Task statement> All lines holding the word "stone" are to be copied from the records beneath.

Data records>
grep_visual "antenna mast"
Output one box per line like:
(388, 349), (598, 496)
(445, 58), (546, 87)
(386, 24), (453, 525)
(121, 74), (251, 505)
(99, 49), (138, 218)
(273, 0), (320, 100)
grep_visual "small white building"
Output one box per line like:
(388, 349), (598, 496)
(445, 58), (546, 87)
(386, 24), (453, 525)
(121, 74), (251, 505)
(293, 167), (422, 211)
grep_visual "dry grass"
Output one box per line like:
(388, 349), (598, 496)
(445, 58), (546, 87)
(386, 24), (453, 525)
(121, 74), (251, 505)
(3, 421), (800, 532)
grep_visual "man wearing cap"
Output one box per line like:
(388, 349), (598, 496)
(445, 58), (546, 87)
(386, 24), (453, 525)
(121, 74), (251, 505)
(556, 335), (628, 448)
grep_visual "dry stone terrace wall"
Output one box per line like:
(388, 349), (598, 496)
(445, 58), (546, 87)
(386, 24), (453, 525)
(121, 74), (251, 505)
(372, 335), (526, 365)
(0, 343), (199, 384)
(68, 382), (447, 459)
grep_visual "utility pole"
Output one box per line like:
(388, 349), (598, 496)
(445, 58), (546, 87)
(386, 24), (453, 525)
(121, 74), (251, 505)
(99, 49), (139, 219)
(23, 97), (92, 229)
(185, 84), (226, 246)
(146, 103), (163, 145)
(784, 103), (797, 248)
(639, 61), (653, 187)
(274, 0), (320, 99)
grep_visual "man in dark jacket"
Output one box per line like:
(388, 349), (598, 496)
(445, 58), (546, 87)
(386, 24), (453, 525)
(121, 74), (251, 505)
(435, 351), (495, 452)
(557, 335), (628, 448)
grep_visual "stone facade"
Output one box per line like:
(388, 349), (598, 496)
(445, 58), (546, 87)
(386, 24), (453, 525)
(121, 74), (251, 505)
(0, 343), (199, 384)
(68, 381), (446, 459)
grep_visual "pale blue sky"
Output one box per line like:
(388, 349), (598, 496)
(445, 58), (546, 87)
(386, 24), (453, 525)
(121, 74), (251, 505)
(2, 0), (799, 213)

Result>
grep_visual "dry stone terrace wall"
grep_visual "stone facade"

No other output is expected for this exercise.